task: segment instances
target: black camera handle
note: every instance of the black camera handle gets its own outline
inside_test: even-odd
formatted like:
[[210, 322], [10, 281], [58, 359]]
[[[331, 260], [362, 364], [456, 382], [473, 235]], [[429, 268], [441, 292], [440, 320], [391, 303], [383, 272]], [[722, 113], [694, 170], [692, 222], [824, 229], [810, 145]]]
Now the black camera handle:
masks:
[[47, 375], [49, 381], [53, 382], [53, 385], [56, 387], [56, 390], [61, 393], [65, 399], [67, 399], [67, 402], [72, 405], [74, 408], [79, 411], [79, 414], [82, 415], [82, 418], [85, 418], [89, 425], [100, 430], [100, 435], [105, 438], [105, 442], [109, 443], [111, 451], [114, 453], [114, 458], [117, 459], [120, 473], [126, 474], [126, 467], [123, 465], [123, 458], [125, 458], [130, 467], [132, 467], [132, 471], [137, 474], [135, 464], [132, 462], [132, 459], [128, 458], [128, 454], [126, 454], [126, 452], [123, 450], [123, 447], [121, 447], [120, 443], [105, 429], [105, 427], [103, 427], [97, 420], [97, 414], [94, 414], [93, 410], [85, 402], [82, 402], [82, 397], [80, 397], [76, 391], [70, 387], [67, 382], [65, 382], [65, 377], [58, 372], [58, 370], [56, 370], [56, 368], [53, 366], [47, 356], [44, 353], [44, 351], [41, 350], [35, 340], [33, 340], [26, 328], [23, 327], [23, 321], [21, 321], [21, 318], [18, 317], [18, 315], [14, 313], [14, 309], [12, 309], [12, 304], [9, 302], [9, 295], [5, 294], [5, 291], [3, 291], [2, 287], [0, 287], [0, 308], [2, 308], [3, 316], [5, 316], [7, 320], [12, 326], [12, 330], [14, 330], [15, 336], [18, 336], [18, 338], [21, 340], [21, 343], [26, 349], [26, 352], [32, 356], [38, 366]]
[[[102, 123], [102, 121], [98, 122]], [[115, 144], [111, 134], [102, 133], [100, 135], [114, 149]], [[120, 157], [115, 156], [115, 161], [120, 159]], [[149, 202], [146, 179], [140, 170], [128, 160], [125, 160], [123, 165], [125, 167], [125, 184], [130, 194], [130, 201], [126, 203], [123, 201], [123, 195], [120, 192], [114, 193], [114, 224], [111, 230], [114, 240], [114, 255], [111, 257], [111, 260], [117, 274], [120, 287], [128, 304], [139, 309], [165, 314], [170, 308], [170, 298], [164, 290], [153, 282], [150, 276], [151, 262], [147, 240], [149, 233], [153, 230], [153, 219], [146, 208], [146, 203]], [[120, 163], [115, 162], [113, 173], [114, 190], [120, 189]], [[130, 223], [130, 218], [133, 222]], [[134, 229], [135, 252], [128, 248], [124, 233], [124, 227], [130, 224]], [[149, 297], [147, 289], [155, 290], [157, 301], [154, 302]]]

## GOAL
Each record must be repeated exactly as it is.

## WRITTEN ANSWER
task: segment instances
target: black camera handle
note: every instance of the black camera handle gets its own outline
inside_test: even-odd
formatted like:
[[210, 322], [10, 281], [58, 359]]
[[[331, 260], [362, 364], [456, 382], [473, 235]], [[429, 268], [441, 292], [440, 320], [391, 303], [383, 272]], [[722, 113], [694, 170], [692, 222], [824, 229], [810, 145]]]
Now the black camera handle:
masks:
[[47, 375], [49, 381], [53, 382], [53, 385], [56, 387], [56, 390], [61, 393], [65, 399], [67, 399], [67, 402], [72, 405], [74, 408], [79, 411], [79, 414], [82, 415], [82, 418], [85, 418], [89, 425], [100, 430], [100, 435], [105, 438], [105, 442], [109, 443], [111, 451], [114, 453], [114, 458], [117, 459], [120, 473], [126, 474], [126, 467], [123, 465], [123, 458], [125, 458], [130, 467], [132, 467], [132, 471], [137, 474], [135, 464], [132, 462], [132, 459], [128, 458], [128, 454], [126, 454], [126, 452], [123, 450], [123, 447], [121, 447], [120, 443], [105, 429], [105, 427], [103, 427], [97, 420], [97, 414], [94, 414], [93, 410], [85, 402], [82, 402], [82, 397], [80, 397], [76, 391], [70, 387], [67, 382], [65, 382], [65, 377], [58, 372], [58, 370], [56, 370], [56, 368], [53, 366], [47, 356], [44, 353], [44, 351], [41, 350], [35, 340], [33, 340], [26, 328], [23, 327], [23, 321], [21, 321], [21, 318], [18, 317], [18, 315], [14, 313], [14, 309], [12, 309], [12, 304], [9, 302], [9, 295], [5, 294], [5, 291], [3, 291], [2, 287], [0, 287], [0, 308], [2, 308], [3, 316], [5, 316], [7, 320], [12, 326], [12, 330], [14, 330], [15, 336], [18, 336], [18, 338], [21, 340], [21, 343], [26, 349], [26, 352], [32, 356], [38, 366]]
[[[102, 123], [102, 121], [98, 122]], [[115, 144], [111, 134], [102, 133], [100, 135], [114, 149]], [[120, 157], [115, 156], [115, 161], [120, 159]], [[149, 202], [146, 179], [140, 170], [128, 160], [125, 160], [123, 165], [125, 167], [125, 184], [130, 194], [130, 201], [126, 203], [123, 201], [123, 195], [120, 192], [114, 193], [114, 224], [111, 230], [114, 240], [114, 255], [111, 257], [111, 260], [117, 274], [120, 287], [128, 304], [139, 309], [165, 314], [170, 308], [170, 298], [164, 290], [153, 282], [150, 276], [151, 262], [147, 240], [149, 233], [153, 230], [153, 219], [146, 208], [146, 203]], [[120, 163], [115, 162], [113, 173], [114, 190], [120, 189]], [[130, 223], [130, 218], [133, 222]], [[134, 229], [135, 252], [128, 248], [124, 233], [124, 227], [130, 224]], [[149, 297], [147, 289], [155, 290], [157, 301], [154, 302]]]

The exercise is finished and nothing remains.